WHAT YOU HAVE TO DO
Rewrite the listing below with every occurrence of "bounding boxes" changed to "box coordinates" and all other text left as is. Omit the pictures from your output.

MATERIAL

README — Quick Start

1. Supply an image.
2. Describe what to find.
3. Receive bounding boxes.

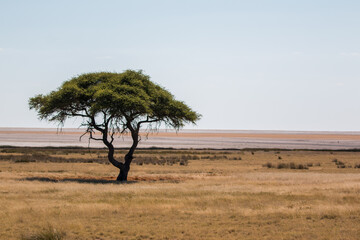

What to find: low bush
[263,162,309,170]
[21,226,66,240]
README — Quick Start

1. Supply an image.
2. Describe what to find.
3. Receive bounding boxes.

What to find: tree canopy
[29,70,201,181]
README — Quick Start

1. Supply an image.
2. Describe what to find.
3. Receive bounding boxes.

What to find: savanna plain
[0,147,360,240]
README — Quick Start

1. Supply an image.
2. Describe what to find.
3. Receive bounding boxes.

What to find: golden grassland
[0,149,360,239]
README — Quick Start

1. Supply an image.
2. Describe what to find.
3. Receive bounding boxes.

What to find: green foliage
[29,70,200,129]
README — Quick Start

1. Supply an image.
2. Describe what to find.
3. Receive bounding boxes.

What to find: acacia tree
[29,70,200,181]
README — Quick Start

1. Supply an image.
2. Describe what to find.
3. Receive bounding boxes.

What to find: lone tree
[29,70,200,181]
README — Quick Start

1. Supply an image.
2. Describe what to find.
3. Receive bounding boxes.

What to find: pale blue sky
[0,0,360,131]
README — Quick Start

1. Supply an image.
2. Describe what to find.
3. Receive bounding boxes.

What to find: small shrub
[290,162,296,169]
[263,162,274,168]
[277,163,289,169]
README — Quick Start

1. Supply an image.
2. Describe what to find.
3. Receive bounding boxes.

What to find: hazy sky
[0,0,360,131]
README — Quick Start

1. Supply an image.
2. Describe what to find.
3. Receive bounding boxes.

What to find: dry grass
[0,147,360,239]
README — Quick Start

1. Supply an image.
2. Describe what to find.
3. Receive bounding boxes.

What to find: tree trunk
[116,167,130,182]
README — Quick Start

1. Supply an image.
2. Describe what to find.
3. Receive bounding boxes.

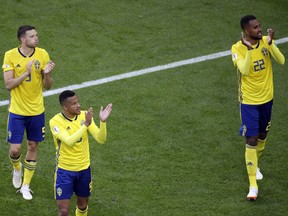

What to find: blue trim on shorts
[54,167,92,200]
[239,100,273,137]
[7,112,45,144]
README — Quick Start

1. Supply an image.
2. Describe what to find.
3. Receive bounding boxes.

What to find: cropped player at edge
[49,90,112,216]
[232,15,285,200]
[2,25,55,200]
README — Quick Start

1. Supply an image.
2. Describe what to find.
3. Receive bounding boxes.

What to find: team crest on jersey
[57,188,62,196]
[53,126,60,134]
[34,60,40,69]
[261,47,269,56]
[8,131,12,139]
[3,64,10,69]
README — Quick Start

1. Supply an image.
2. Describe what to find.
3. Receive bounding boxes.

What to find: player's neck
[247,38,259,46]
[62,110,76,119]
[20,46,35,56]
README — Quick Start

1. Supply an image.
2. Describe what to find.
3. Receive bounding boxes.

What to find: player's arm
[42,61,55,90]
[232,46,252,75]
[88,121,107,144]
[267,28,285,65]
[89,104,112,144]
[4,60,34,90]
[270,41,285,65]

SOLUTION
README — Quick Start

1. Supply an image.
2. Describe what to find.
3. Receive box coordinates.


What to find: low bush
[263,162,309,170]
[21,226,66,240]
README — Quick Start

1. Supply an image.
2. Describe what to find.
3. Receive box coordinates.

What to find: tree canopy
[29,70,201,181]
README — Quick Start

1. Supply an image.
2. Describe what to find.
3. Receive box coordinates.

What to find: savanna plain
[0,147,360,240]
README — Quick Start

1. Supply an image.
2. Describe what to find.
3. Receive box coordinates.

What to find: golden grassland
[0,149,360,239]
README — Quick Start

1. Supply an image.
2. Describe what to find.
3. Receive box coordinates.

What to find: green foliage
[29,70,200,129]
README — Quick Start

1. Supply an image.
2. Describe what to find.
3. Receive box coordinates.

What to find: acacia tree
[29,70,200,181]
README — Quick Start

1. Supply an image.
2. Describe what to find.
3. Receive box coordinates.

What to find: lone tree
[29,70,200,181]
README — Quick Start

1. Supply an image.
2. Describe what to find.
3. Receive box coordinates.

What to find: pale blue sky
[0,0,360,131]
README — Quick Start

1. Supply an image.
2. Describe what to find.
3. Receive box coordinates.

What to find: small shrub
[290,162,296,169]
[263,162,274,168]
[277,163,289,169]
README — Quick Start

1. Supply an image.
2. Describe what to find.
3. Receive box coordinates.

What to find: hazy sky
[0,0,360,131]
README — Quick Start

1. Supply an image.
2. Describe what to find.
3. Receive box coordinates.

What to find: dry grass
[0,147,360,239]
README — Quick Start

1. Supply an image.
2. Describe what to find.
3. Receive box coordinates.

What to find: tree trunk
[116,167,130,182]
README — Quick Start

1. Supply an image.
2. Describe what to find.
3. Receive box coordinates.


What to find: blue trim on shorts
[54,167,92,200]
[239,100,273,137]
[7,112,45,144]
README — Quick Start

1. Supply an image.
2. Describe what to find.
3. Receive box coordinates.

What to find: cropped player at edge
[49,90,112,216]
[232,15,285,200]
[2,25,55,200]
README — Quick Start

1. Supply an image.
2. Describe what to find.
3. Receive box coordinates.

What to find: team crest on jersey
[57,188,62,196]
[53,126,60,134]
[34,60,40,69]
[261,47,269,56]
[8,131,12,139]
[3,64,10,69]
README — Quick Start

1. Supply an image.
2. Describe what to find.
3. Receive box coordinates.

What to find: player's neck
[247,38,259,46]
[62,110,76,119]
[20,46,35,56]
README — Quick Start

1. Supply an image.
2. Describe what to find.
3. Receive box coordinates.

What to find: player's arm
[42,61,55,90]
[232,46,252,75]
[88,121,107,144]
[267,28,285,65]
[89,104,112,144]
[4,60,34,90]
[270,41,285,65]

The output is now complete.